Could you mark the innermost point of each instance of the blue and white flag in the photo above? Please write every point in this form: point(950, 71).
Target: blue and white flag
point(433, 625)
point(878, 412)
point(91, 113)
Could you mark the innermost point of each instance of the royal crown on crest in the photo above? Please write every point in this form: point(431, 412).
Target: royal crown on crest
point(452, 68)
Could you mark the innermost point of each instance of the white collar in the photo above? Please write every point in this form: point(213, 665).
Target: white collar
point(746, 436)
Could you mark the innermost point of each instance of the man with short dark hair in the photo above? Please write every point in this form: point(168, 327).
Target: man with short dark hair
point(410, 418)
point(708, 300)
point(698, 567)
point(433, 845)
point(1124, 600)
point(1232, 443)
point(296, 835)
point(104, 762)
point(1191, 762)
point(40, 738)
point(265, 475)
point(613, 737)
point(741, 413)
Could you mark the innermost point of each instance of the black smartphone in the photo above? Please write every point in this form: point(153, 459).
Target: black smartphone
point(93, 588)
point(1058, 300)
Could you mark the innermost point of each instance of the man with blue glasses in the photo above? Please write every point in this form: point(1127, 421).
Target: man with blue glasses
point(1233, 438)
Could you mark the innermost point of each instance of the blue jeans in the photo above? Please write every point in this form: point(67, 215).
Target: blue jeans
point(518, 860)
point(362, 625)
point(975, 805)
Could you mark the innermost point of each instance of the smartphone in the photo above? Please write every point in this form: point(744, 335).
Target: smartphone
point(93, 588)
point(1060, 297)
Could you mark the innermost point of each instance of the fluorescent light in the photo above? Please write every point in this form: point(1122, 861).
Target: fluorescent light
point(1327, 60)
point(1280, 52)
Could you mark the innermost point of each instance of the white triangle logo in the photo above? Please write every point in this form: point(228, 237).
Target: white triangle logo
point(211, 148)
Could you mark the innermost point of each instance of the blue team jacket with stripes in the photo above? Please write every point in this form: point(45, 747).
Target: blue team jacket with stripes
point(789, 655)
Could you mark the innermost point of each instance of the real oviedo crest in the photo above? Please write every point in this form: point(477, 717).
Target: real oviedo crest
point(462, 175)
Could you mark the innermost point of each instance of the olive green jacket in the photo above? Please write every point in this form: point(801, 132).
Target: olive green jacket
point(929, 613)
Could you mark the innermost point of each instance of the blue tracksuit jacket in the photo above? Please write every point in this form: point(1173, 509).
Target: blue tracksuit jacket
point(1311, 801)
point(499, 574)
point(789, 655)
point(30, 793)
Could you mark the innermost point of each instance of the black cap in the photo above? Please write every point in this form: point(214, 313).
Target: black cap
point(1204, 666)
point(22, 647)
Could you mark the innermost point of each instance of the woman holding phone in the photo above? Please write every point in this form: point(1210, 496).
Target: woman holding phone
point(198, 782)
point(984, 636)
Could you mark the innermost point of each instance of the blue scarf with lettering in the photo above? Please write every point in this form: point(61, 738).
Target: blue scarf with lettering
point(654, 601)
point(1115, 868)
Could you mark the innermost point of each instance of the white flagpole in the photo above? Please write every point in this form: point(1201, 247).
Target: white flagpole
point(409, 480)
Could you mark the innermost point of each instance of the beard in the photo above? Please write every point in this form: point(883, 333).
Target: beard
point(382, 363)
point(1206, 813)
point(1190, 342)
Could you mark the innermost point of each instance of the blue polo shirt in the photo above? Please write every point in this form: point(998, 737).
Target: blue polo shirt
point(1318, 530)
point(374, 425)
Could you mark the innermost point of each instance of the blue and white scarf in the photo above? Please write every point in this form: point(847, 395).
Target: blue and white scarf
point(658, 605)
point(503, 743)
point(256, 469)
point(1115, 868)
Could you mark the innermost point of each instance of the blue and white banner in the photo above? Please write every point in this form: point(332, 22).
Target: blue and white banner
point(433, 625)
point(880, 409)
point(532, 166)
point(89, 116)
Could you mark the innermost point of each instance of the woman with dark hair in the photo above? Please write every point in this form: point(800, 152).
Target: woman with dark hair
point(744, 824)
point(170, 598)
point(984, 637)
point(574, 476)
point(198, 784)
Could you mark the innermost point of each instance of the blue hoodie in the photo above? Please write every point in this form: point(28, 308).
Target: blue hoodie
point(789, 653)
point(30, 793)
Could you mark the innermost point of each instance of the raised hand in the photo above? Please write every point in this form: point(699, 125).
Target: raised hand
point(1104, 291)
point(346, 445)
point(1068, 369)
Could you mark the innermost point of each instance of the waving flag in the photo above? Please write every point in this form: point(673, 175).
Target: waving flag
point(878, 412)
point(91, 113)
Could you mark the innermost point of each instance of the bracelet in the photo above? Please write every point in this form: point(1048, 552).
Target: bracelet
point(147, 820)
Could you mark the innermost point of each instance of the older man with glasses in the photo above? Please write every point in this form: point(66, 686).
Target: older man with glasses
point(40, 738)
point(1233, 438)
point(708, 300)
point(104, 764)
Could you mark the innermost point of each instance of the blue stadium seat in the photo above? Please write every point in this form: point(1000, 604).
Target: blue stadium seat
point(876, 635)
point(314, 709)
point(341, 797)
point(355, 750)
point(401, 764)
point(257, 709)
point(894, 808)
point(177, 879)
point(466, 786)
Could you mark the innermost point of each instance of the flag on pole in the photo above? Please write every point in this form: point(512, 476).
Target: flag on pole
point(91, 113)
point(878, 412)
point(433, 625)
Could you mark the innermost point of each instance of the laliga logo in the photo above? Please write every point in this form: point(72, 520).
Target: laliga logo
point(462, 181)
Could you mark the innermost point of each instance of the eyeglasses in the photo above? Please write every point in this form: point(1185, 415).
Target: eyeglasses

********

GIVEN TASK:
Transcribe the whole listing with nothing added or left out.

WRITTEN ANSWER:
Could you mark the innermost point of each instance of the blue and white flag in the photo above? Please write every point in this form: point(950, 71).
Target: blue and white flag
point(433, 625)
point(878, 412)
point(91, 113)
Could you mark the innermost point of each instance of the royal crown on crest in the photo above? Please write every point in this form: point(431, 412).
Target: royal crown on crest
point(452, 68)
Could you mark the innermost point of each instance of the white collar in the photo above? Please write every point in this form: point(213, 665).
Target: white collar
point(746, 436)
Could you mark the innermost point of each instance of the man with short dark hair in the photo above? Please write every point in this form: point(168, 327).
Target: man with short dark hair
point(410, 418)
point(708, 300)
point(698, 567)
point(433, 845)
point(1124, 600)
point(1232, 443)
point(296, 835)
point(104, 762)
point(1191, 762)
point(40, 738)
point(265, 475)
point(613, 737)
point(741, 413)
Could you mark the innermost point of each instance of the black smartphone in the photo above? Please write every point in this form: point(153, 459).
Target: black smartphone
point(93, 588)
point(1058, 300)
Could you mark the innermost point of each instance of the man with blue glasses in the photo above? Please write every point in this form: point(1127, 421).
Target: man with blue glasses
point(1233, 438)
Could you mark the innermost point of each instance of the blue jeans in the photo above? Please write every point in this form: point(67, 215).
Target: blue jeans
point(518, 860)
point(362, 625)
point(975, 805)
Could you mark the innermost point of each instance of the smartphone in the photo above? Please write every point in this form: point(744, 335).
Target: smartphone
point(93, 588)
point(1060, 297)
Could you mark the innermost point of each instance of the fluorescent light in the photo above? Please write every point in this form: point(1122, 861).
Target: fluorescent light
point(1327, 60)
point(1280, 52)
Could you mark the innermost point of each instance of the white triangle logo in the photo above? Please write every point in this form: point(228, 237).
Target: white triangle logo
point(211, 148)
Could you mark the innermost point of each instance of the blue team jacket with stripes in the photo above? Please write every point in this form: point(45, 747).
Target: blue team jacket with stripes
point(789, 655)
Could you mark the innermost point of each instance of the real oviedo crest in the photo above? Please write every point in this form: point(477, 717).
Target: real oviedo crest
point(462, 175)
Could you mark the innermost point of each instance of the olive green jacket in the photo above? Please write every point in this form: point(801, 132).
Target: olive green jacket
point(929, 613)
Could you mark the innermost point of each instance of the blue tracksuit jacket in the photo above? Please write every point in this form: point(1173, 509).
Target: blue tracksuit jacket
point(1311, 801)
point(499, 574)
point(789, 655)
point(30, 793)
Could you mark the innermost point of each instance of the black cap in the photo above? Please write every point in this form: point(214, 313).
Target: black cap
point(1204, 666)
point(22, 647)
Could you mark the innermost point of each instance of the woman holding phone in the photo above? Please write every point in this form: point(1210, 496).
Target: woman holding phone
point(198, 782)
point(984, 636)
Could you mark the innermost point of each instance of the blue scarf with lettering in the photo above? Please write every point in this form: point(61, 738).
Target: blue scarf with lettering
point(654, 601)
point(1115, 868)
Could you mark the innermost point of each instance of the white flagpole in the photo above? Please write every point in this form: point(1201, 247).
Target: white flagpole
point(409, 480)
Could you mark the innermost point of each instance of the beard in the photo above? Please write every point in this form: point(883, 333).
Target: beard
point(382, 363)
point(1206, 813)
point(1190, 342)
Could you mark the innermost point of each instance of the blue polo shirt in the photo above? Please write every point in this form: point(998, 737).
Target: blue polo shirt
point(1318, 530)
point(374, 425)
Could you mark the innermost point of each instance of the blue and white scarf in the photo above? Please write every point in this form: point(847, 395).
Target: blue and white scarf
point(658, 605)
point(503, 743)
point(256, 469)
point(1115, 868)
Could you mark the innermost point of each instance of the blue and white banner in the photo above? Please write every point in this form: point(332, 22).
Target: blue and white banner
point(433, 625)
point(880, 409)
point(532, 166)
point(89, 116)
Could you mark the innermost point of each instance of the woman with dark hair in the photo above? Please write every point in this form: point(800, 152).
Target: woman with dark hair
point(744, 824)
point(170, 598)
point(984, 637)
point(574, 476)
point(198, 784)
Could you mark the innermost point of each instance of the blue hoodie in the photo above? Please write every point in this form: point(28, 308).
Target: blue hoodie
point(789, 653)
point(30, 793)
Could you mark the innermost point of each instance of the raised hand in the photo above? Please write every point in this form: point(699, 125).
Target: raised hand
point(1104, 291)
point(346, 445)
point(1068, 369)
Could you mark the innermost point of each instance of the waving flag in the photo above? Please write every point in this form: point(673, 175).
Target: waving flag
point(878, 412)
point(91, 113)
Could you mark the innermost point of each instance of the bracelet in the photo above? Please write every point in this form: point(1048, 552).
Target: bracelet
point(147, 820)
Could you mark the innermost point of each instance of the older man with glasses in the photo above? Please write every point in this form: point(66, 686).
Target: older man with glasses
point(40, 738)
point(1233, 438)
point(708, 300)
point(104, 764)
Could you mark the innermost point of each instance of the blue stadium seat in the photo above? Please write every point in this form: point(1000, 604).
Target: blue stadium seat
point(876, 635)
point(314, 709)
point(341, 797)
point(355, 750)
point(401, 764)
point(257, 709)
point(894, 808)
point(177, 879)
point(466, 786)
Could you mark the innermost point of each instance of the flag on pole in the photo above? Please write every point in this form: point(512, 476).
Target: flag on pole
point(91, 113)
point(878, 412)
point(433, 625)
Could you mark the innermost point of each instance of the laliga logo in the photo above? Please write every point in this form: point(72, 520).
Target: laliga logo
point(462, 181)
Could you mark the innermost point of each instance of the eyeglasses in the photo above? Please write every point in this form: point(1185, 415).
Target: eyeglasses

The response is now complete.